**THE EXERCISE**
Select and copy every line of the material below that contains the string "detect". Case counts.

-=-=-

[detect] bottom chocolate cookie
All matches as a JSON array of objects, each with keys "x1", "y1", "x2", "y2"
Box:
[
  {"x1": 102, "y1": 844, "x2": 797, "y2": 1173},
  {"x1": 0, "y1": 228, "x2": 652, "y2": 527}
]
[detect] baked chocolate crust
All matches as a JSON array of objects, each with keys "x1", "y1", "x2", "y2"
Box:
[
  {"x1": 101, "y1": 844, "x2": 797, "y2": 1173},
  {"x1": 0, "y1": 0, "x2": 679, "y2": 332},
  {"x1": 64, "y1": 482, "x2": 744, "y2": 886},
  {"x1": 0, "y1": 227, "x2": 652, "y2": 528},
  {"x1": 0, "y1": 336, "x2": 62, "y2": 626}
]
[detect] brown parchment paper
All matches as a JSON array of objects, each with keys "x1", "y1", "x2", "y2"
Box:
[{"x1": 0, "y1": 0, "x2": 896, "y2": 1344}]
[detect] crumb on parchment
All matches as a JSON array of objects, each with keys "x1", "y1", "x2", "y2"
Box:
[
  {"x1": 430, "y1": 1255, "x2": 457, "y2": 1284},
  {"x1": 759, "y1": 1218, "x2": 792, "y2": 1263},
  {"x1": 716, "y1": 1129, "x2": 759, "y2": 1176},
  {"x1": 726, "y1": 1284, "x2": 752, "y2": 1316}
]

-=-=-

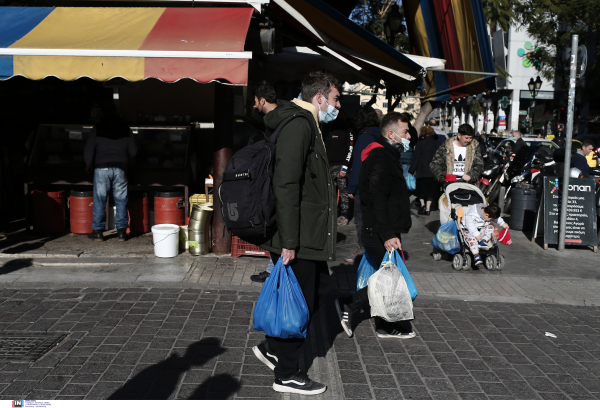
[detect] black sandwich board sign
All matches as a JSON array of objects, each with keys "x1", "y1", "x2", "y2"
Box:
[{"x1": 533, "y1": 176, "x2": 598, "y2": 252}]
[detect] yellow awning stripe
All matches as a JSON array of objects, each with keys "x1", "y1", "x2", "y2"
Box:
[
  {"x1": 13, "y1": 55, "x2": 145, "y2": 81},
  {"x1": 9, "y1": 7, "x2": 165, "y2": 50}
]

-=-=-

**FINISHED TASK**
[detect] bottom chocolate cookie
[detect] baked chocolate crust
[detect] brown parchment paper
[detect] crumb on parchment
[detect] black sandwich board sign
[detect] yellow awning stripe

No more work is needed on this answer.